Task directions
Your task is to repeat the entries exactly. Leave the pictures out.

══ Data to use

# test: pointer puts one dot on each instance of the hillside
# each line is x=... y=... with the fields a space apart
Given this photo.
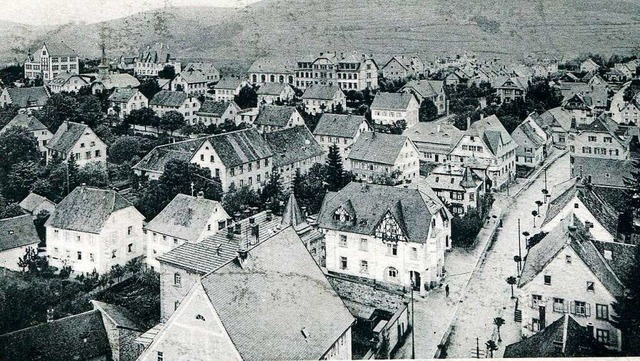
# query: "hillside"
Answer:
x=491 y=28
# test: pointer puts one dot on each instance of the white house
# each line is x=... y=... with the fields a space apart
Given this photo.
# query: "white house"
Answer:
x=94 y=229
x=184 y=219
x=388 y=234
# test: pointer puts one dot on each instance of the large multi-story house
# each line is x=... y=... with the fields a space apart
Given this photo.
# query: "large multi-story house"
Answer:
x=340 y=129
x=323 y=98
x=389 y=108
x=428 y=89
x=242 y=294
x=346 y=71
x=269 y=70
x=294 y=151
x=239 y=158
x=377 y=156
x=94 y=229
x=33 y=125
x=123 y=100
x=49 y=61
x=402 y=67
x=166 y=101
x=78 y=141
x=388 y=234
x=154 y=59
x=184 y=219
x=486 y=144
x=565 y=273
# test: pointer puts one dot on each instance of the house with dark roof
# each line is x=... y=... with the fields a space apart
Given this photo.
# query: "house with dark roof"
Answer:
x=566 y=274
x=184 y=219
x=275 y=117
x=217 y=112
x=26 y=99
x=323 y=98
x=389 y=108
x=434 y=140
x=393 y=235
x=375 y=156
x=340 y=129
x=94 y=229
x=247 y=300
x=166 y=101
x=34 y=204
x=16 y=235
x=270 y=93
x=32 y=124
x=428 y=89
x=486 y=144
x=78 y=141
x=50 y=60
x=294 y=151
x=565 y=337
x=123 y=100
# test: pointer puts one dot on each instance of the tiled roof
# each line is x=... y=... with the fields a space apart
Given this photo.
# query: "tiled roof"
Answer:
x=122 y=95
x=292 y=145
x=186 y=217
x=565 y=337
x=274 y=115
x=67 y=136
x=77 y=337
x=167 y=98
x=369 y=203
x=33 y=201
x=322 y=92
x=338 y=125
x=392 y=101
x=86 y=209
x=25 y=121
x=28 y=97
x=279 y=294
x=17 y=232
x=378 y=147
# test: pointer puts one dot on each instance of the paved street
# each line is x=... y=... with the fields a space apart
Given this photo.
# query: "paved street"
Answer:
x=476 y=298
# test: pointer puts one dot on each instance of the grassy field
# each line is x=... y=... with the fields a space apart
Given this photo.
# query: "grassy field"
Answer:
x=491 y=28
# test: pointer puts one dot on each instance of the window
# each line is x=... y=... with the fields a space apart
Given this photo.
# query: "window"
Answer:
x=343 y=262
x=364 y=266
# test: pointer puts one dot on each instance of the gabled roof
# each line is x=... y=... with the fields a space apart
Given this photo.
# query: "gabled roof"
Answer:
x=378 y=147
x=392 y=101
x=339 y=125
x=86 y=209
x=77 y=337
x=274 y=115
x=322 y=92
x=28 y=97
x=67 y=136
x=292 y=145
x=367 y=204
x=565 y=337
x=167 y=98
x=186 y=217
x=278 y=294
x=16 y=232
x=25 y=121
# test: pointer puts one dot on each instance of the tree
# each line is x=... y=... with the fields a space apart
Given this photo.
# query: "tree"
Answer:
x=335 y=172
x=171 y=121
x=498 y=321
x=428 y=111
x=512 y=281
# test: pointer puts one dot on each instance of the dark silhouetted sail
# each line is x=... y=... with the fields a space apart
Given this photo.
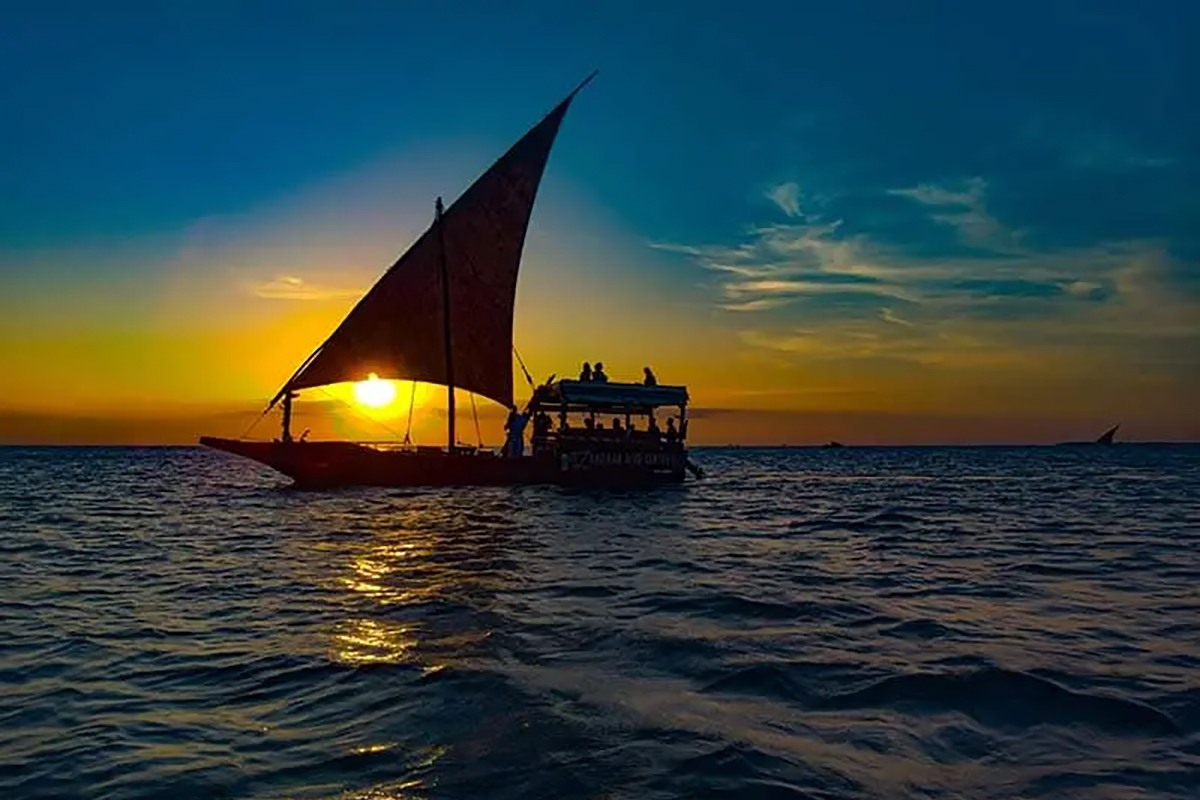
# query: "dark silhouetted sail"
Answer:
x=397 y=330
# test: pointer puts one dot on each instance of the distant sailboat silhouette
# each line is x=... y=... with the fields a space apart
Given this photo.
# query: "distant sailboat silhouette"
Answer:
x=1105 y=439
x=443 y=314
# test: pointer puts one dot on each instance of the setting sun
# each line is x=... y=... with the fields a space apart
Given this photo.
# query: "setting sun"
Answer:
x=375 y=392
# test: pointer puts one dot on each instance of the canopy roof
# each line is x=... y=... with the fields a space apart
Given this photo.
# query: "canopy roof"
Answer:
x=577 y=395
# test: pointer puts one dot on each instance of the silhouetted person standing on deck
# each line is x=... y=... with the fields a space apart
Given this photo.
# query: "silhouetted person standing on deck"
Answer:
x=515 y=425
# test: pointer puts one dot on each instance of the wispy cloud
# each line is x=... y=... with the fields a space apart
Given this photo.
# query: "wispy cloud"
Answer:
x=813 y=292
x=786 y=197
x=965 y=210
x=291 y=287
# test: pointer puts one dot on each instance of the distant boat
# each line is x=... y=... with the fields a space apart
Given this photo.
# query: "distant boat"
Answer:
x=443 y=314
x=1103 y=439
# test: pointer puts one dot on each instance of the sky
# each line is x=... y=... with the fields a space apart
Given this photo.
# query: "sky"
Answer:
x=874 y=222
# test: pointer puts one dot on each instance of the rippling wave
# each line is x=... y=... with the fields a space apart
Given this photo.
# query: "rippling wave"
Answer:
x=911 y=623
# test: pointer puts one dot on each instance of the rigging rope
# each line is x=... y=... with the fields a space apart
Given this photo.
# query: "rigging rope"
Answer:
x=412 y=398
x=475 y=414
x=528 y=377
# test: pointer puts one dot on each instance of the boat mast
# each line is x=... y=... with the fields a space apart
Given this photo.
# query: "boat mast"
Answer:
x=287 y=415
x=445 y=316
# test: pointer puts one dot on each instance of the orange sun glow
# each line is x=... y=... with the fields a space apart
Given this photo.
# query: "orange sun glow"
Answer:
x=375 y=392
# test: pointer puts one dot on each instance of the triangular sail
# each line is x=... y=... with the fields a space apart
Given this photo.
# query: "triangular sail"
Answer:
x=397 y=330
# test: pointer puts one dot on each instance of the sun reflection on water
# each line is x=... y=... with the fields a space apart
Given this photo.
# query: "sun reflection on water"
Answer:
x=367 y=641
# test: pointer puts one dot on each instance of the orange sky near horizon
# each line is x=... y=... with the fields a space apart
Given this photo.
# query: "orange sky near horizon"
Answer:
x=216 y=317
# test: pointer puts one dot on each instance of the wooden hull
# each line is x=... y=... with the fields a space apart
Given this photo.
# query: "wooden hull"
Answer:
x=330 y=464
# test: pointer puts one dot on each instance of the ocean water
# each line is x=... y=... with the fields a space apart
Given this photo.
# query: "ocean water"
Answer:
x=910 y=623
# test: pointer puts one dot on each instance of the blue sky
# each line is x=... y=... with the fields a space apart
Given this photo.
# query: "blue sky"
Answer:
x=862 y=181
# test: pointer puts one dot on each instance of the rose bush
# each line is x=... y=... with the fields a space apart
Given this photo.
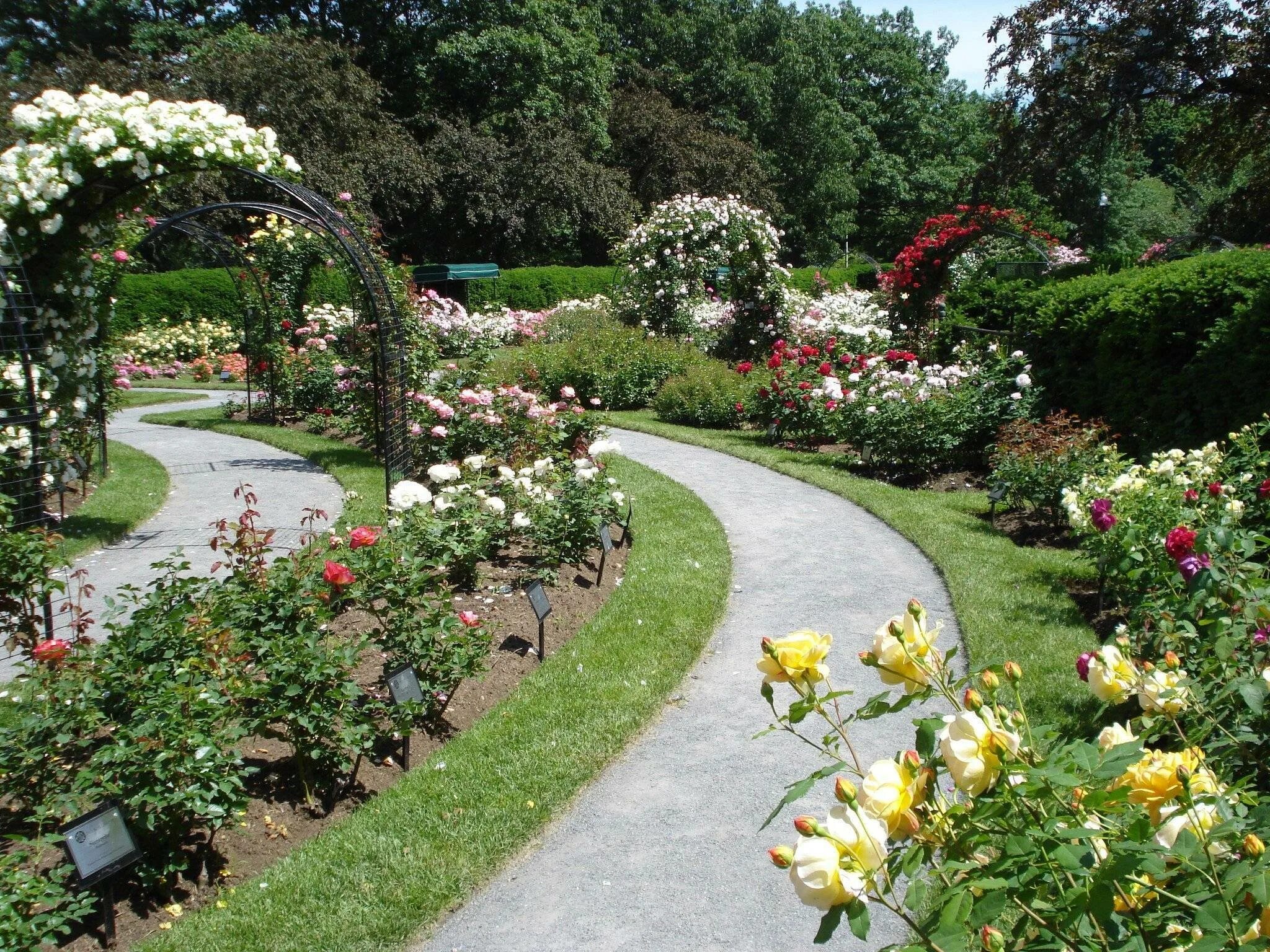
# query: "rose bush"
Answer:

════

Response to the exercise
# test: pointer puts one dot on each instance of the hillside
# each line is x=... y=... with the fields a space apart
Given this photo.
# query: "hillside"
Answer:
x=491 y=28
# test: pointer puts one dot on each instance of the white house
# each line is x=... y=... with the fields a space apart
Given this photo.
# query: "white house"
Answer:
x=94 y=229
x=184 y=219
x=388 y=234
# test: pointer puts one dot on each instance of the large multi-story house
# each line is x=... y=... with the fields a space apart
Given this photo.
# query: "large multi-story house"
Answer:
x=340 y=129
x=323 y=98
x=389 y=108
x=428 y=89
x=242 y=294
x=346 y=71
x=269 y=70
x=294 y=151
x=239 y=158
x=377 y=156
x=94 y=229
x=33 y=125
x=123 y=100
x=49 y=61
x=402 y=67
x=166 y=101
x=78 y=141
x=388 y=234
x=154 y=59
x=184 y=219
x=486 y=144
x=565 y=273
# test: pointer puts one dot on each instance of the house with dark roof
# each line is x=... y=... with the fields a space apart
Given this photo.
# query: "house with dark roof"
Answer:
x=566 y=274
x=184 y=219
x=275 y=117
x=217 y=112
x=26 y=99
x=323 y=98
x=389 y=108
x=434 y=140
x=393 y=235
x=375 y=156
x=340 y=129
x=94 y=229
x=247 y=300
x=166 y=101
x=34 y=204
x=16 y=235
x=270 y=93
x=32 y=124
x=428 y=89
x=486 y=144
x=78 y=141
x=50 y=60
x=294 y=151
x=565 y=337
x=123 y=100
# test: pointer puts one dot on each instance of the tiled roof
# each line is x=... y=... with the fields a space apart
Given this photo.
# query: "tiled roof"
Answer:
x=122 y=95
x=292 y=145
x=186 y=217
x=565 y=337
x=274 y=115
x=67 y=136
x=77 y=337
x=167 y=98
x=369 y=203
x=33 y=201
x=322 y=92
x=338 y=125
x=392 y=101
x=86 y=209
x=25 y=121
x=28 y=97
x=279 y=294
x=17 y=232
x=378 y=147
# test: pointer puts one dot on each instance of the paved street
# each line is x=... y=... with the fields a space apart
Given this photo.
# query: "paved street"
Answer:
x=476 y=298
# test: pointer puts one dot on each instance of the grassy field
# each line is x=... y=... with the fields a space apart
Given this photo.
# query: "grassy field"
Answer:
x=491 y=28
# test: pointer puts one dot on each instance of the window
# each line is x=... y=... with the fields a space apart
Given this photo.
# query: "window"
Answer:
x=343 y=262
x=364 y=266
# test: pointer puts one dot on each instance of the gabled roof
# each line is x=... y=... with the fields a space apart
Given this photo.
# query: "gabled roof"
Answer:
x=378 y=147
x=392 y=101
x=339 y=125
x=86 y=209
x=77 y=337
x=274 y=115
x=322 y=92
x=28 y=97
x=67 y=136
x=292 y=145
x=367 y=204
x=565 y=337
x=167 y=98
x=186 y=217
x=278 y=294
x=16 y=232
x=25 y=121
# test: pointer puts one dot on each instance of the tree
# each line is x=... y=... with the fields a space apart
Given this photo.
# query: "tree"
Answer:
x=335 y=172
x=171 y=121
x=498 y=321
x=428 y=111
x=512 y=281
# test: pointer puts one dot on each instance of the dark silhouetted sail
# each line is x=... y=... with the fields a space apart
Given this photo.
# query: "dark silhouetted sail"
Answer:
x=397 y=330
# test: pointer puts one dot on each instance of the distant sailboat silhouette
# each line is x=... y=... with the fields a space apart
Given this photo.
# query: "distant sailboat silhouette"
Answer:
x=1105 y=439
x=443 y=314
# test: pointer puts one dot on each instance of the setting sun
# each line is x=... y=... with the fields a space apart
Given this photo.
# query: "setting sun"
Answer:
x=375 y=392
# test: pointer puts one dot on each instance of the canopy roof
# each line is x=... y=... with the fields a space apart
Given this photo.
# query: "canopy roof"
Answer:
x=577 y=395
# test: pointer puts one dot on each instance of the silhouetted person standing on deck
# each line is x=... y=... with the fields a space apart
Given this photo.
# query: "silhouetted person standing on deck"
Answer:
x=515 y=425
# test: pointer puts one dot on each instance of the wispy cloud
# each line is x=... y=... with the fields a space apart
Given this photo.
# query: "wispy cloud"
Answer:
x=813 y=292
x=786 y=197
x=965 y=210
x=291 y=287
# test: pointer puts one dot on each instance of the distant boat
# each line is x=... y=... with the fields a space apart
Given this photo.
# query: "distant boat"
Answer:
x=443 y=314
x=1103 y=439
# test: pointer puts one dot on each instance of the sky
# each line is x=... y=... with the fields a space apart
Given this photo.
# query: "sky"
Answer:
x=874 y=222
# test: pointer puts one dot on each instance of the rippling wave
# each line is x=... y=... with the fields a space apart
Given this photo.
# query: "rippling wave"
Answer:
x=911 y=623
# test: pointer puts one dot on each instance of the rigging rope
# each line is x=... y=... with the fields a space apart
Given this photo.
# query: "rigging rope"
Answer:
x=412 y=398
x=475 y=414
x=528 y=377
# test: pointer puts one dot on each instance of the boat mast
# each line is x=... y=... with the fields a space apart
Given this photo.
# query: "boat mast"
Answer:
x=287 y=415
x=445 y=316
# test: pointer puts one dot on each instance of the orange sun glow
# each line is x=... y=... with the fields a space apart
Given this photo.
# query: "orange sun glow"
Answer:
x=375 y=392
# test: pointer puts one dot on each instance of the triangular sail
# each line is x=... y=... with the fields a space apart
Given this photo.
# query: "triangular sail"
Answer:
x=397 y=330
# test: pointer puts one dot on each instance of the sun reflection on water
# each line is x=... y=... with the fields a space apart
Given this photo.
# query: "sun reflection on water"
Answer:
x=367 y=641
# test: pointer puts one dot on each instance of the orange sky near horizon
# each line is x=... y=... with the fields a space apart
Given this photo.
# query: "orange sky near horizon"
Answer:
x=216 y=317
# test: pointer puts one dot on each instance of the wooden hull
# each line is x=... y=... with the fields a space apart
Given this photo.
# query: "wooden hull"
Answer:
x=330 y=464
# test: pointer puts one dot on each instance of the ocean water
# each line is x=... y=... with the fields a space apart
Given this photo.
# query: "ocean water"
Answer:
x=910 y=623
# test: pointer puts one dot on each instance of the blue sky
# each line is x=... y=... with the fields a space apart
Given this photo.
# query: "blue sky"
Answer:
x=862 y=181
# test: pointer puts one dot on each instance of the rose bush
# each line is x=... y=... with the fields a space apart
Given this photo.
# query: "rose bush"
Answer:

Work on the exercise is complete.